Given request:
Lay out the lines as a Markdown table with the columns "Row" and "Line," numbering each row and omitting blank lines. Begin with the line containing "Study the photograph above. For every instance of the silver" and continue through the line containing "(1104, 436)", including both, and present only those lines.

§ §

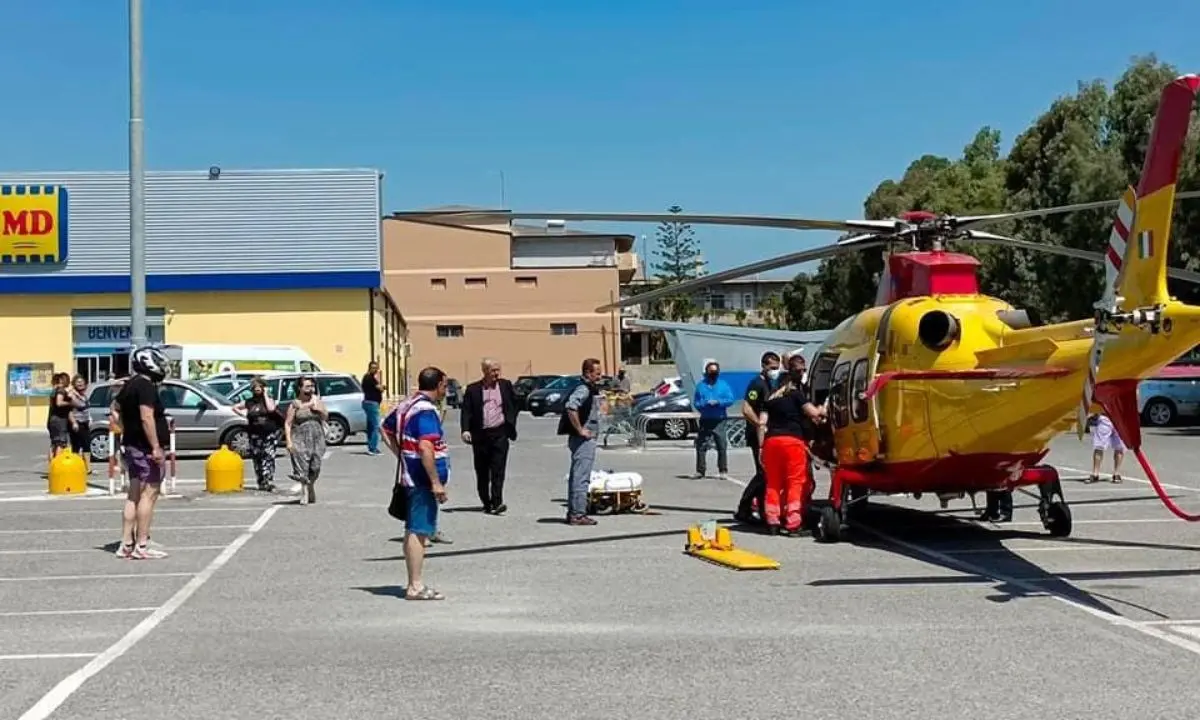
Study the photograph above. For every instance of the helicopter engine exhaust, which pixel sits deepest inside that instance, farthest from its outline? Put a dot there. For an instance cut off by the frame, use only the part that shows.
(937, 329)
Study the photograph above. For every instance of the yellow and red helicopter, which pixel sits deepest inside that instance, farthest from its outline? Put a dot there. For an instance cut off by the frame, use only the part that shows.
(941, 389)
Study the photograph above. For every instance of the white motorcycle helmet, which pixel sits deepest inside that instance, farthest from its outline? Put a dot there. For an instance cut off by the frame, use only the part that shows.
(150, 361)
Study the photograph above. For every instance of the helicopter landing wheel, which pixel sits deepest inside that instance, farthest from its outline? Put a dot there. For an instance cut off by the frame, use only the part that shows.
(1053, 509)
(828, 528)
(1056, 520)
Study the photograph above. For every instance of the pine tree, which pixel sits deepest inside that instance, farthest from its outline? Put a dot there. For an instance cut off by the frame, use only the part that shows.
(678, 259)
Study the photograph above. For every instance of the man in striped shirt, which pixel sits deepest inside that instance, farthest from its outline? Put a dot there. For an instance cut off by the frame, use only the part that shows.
(413, 431)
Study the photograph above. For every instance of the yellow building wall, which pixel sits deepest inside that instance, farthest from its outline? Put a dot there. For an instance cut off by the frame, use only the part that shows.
(331, 325)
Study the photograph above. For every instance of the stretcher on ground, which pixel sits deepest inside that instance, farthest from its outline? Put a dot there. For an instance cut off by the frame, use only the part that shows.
(611, 492)
(714, 544)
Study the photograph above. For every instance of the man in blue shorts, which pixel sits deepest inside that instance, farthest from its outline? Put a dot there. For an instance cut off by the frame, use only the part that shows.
(413, 431)
(144, 429)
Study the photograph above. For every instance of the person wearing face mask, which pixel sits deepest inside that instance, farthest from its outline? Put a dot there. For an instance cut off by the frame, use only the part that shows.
(263, 426)
(580, 423)
(712, 399)
(751, 408)
(305, 432)
(787, 419)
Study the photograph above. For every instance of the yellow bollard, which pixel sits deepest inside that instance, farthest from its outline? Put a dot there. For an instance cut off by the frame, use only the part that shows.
(223, 472)
(67, 474)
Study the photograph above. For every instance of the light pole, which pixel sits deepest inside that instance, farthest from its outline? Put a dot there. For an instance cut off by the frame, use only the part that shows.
(137, 185)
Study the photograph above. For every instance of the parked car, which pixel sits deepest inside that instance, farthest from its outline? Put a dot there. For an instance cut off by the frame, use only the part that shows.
(342, 395)
(527, 384)
(667, 429)
(1165, 400)
(203, 419)
(553, 396)
(665, 387)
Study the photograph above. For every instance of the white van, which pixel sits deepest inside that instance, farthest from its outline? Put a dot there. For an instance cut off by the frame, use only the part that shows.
(199, 361)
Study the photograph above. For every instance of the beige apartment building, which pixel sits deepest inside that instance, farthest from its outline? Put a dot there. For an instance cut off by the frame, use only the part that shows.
(522, 293)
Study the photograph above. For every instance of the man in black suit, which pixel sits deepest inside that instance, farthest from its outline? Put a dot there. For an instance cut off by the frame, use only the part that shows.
(489, 424)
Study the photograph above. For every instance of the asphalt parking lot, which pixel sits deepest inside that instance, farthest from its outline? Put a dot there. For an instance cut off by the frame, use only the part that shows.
(268, 609)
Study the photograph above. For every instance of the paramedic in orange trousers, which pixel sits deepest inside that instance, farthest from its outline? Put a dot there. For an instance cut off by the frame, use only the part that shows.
(787, 420)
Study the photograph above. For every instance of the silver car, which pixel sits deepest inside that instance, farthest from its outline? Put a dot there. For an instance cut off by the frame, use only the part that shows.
(203, 420)
(342, 395)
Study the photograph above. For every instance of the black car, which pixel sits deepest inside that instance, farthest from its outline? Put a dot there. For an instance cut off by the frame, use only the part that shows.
(669, 429)
(527, 384)
(553, 396)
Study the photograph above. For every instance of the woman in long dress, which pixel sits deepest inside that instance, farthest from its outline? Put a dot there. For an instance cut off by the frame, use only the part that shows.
(305, 433)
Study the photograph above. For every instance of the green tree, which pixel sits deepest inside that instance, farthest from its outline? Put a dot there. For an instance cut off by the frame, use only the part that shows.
(1086, 145)
(678, 259)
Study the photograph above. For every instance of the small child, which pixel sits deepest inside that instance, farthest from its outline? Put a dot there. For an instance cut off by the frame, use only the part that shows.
(1104, 436)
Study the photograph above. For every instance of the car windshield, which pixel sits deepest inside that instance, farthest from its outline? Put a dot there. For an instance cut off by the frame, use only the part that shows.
(562, 383)
(207, 393)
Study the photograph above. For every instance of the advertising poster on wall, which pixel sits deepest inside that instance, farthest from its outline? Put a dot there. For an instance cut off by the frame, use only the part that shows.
(30, 379)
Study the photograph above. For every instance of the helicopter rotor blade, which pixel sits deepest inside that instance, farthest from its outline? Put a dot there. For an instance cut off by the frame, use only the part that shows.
(1071, 252)
(979, 220)
(789, 223)
(796, 258)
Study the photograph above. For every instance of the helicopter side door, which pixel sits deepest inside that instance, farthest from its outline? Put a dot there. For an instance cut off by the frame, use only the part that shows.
(850, 412)
(820, 379)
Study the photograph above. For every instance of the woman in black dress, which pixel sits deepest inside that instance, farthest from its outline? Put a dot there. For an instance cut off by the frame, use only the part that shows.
(58, 421)
(264, 427)
(786, 423)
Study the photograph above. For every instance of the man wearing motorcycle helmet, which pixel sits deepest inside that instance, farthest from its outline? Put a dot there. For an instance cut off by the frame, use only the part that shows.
(144, 430)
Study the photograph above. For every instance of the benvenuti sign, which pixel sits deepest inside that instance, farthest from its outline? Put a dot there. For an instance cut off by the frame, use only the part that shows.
(33, 225)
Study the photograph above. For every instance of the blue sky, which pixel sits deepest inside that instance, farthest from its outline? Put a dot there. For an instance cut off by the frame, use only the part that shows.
(773, 108)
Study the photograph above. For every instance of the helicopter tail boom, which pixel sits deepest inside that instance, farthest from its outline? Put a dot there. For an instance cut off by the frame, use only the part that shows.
(1143, 274)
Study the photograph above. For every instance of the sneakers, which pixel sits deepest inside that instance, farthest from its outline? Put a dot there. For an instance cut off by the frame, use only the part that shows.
(142, 552)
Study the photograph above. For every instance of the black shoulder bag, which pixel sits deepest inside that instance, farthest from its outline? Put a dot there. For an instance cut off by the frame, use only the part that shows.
(399, 505)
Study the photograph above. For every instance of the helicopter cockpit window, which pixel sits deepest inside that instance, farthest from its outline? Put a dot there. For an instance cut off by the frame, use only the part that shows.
(857, 390)
(839, 412)
(819, 378)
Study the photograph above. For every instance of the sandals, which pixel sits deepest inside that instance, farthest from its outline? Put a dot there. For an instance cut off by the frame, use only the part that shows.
(425, 593)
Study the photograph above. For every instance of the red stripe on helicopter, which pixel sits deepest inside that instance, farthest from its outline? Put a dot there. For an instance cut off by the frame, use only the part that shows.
(1162, 167)
(978, 373)
(1114, 257)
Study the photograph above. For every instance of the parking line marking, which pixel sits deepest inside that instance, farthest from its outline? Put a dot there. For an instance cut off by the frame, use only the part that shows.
(1061, 549)
(60, 693)
(94, 576)
(1030, 586)
(39, 613)
(157, 510)
(48, 657)
(83, 550)
(1165, 485)
(156, 529)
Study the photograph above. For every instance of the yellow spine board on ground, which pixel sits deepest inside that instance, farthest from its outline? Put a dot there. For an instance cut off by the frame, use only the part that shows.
(720, 551)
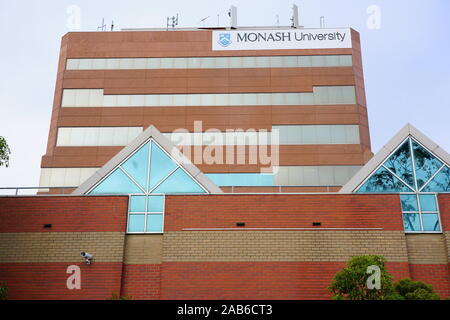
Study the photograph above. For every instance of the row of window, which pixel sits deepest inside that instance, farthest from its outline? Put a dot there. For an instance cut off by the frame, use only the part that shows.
(211, 62)
(283, 176)
(314, 175)
(282, 135)
(318, 134)
(325, 95)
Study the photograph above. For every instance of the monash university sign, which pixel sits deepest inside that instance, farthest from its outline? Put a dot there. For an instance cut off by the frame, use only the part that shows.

§ §

Response to the exercise:
| Row | Line |
|---|---|
| 1 | Study the photograph above. For every instance of the silver car, which pixel sits deepest inside that instance, farthest from its outline? Put a dot there. For an instance cut off by the frame, use only the part that shows. |
| 2 | (203, 420) |
| 3 | (342, 395) |
| 4 | Study the photograph above. For every instance of the black car, which pixel sits deepest inside that instance, farthest from its outline? Put a dot there. For an instance cut off by the frame, use only the part that shows. |
| 5 | (669, 429) |
| 6 | (527, 384) |
| 7 | (553, 396) |
| 8 | Study the photograph above. For every instance of the woman in long dress, which pixel sits deepest inside that instance, farthest from its outline? Put a dot there. For an instance cut off by the frame, use only the part that shows. |
| 9 | (305, 433) |
| 10 | Study the photograph above. For every instance of the green tree, which pixel sits deepest inside that instance, farthest from its outline? Put a dot there. For an instance cut off by the frame, use only the part that shows. |
| 11 | (1086, 145) |
| 12 | (678, 259) |
| 13 | Study the photograph above. For every instance of the small child, which pixel sits deepest inside that instance, farthest from its outline? Put a dot there. For an instance cut off by the frame, use only the part that shows. |
| 14 | (1104, 436) |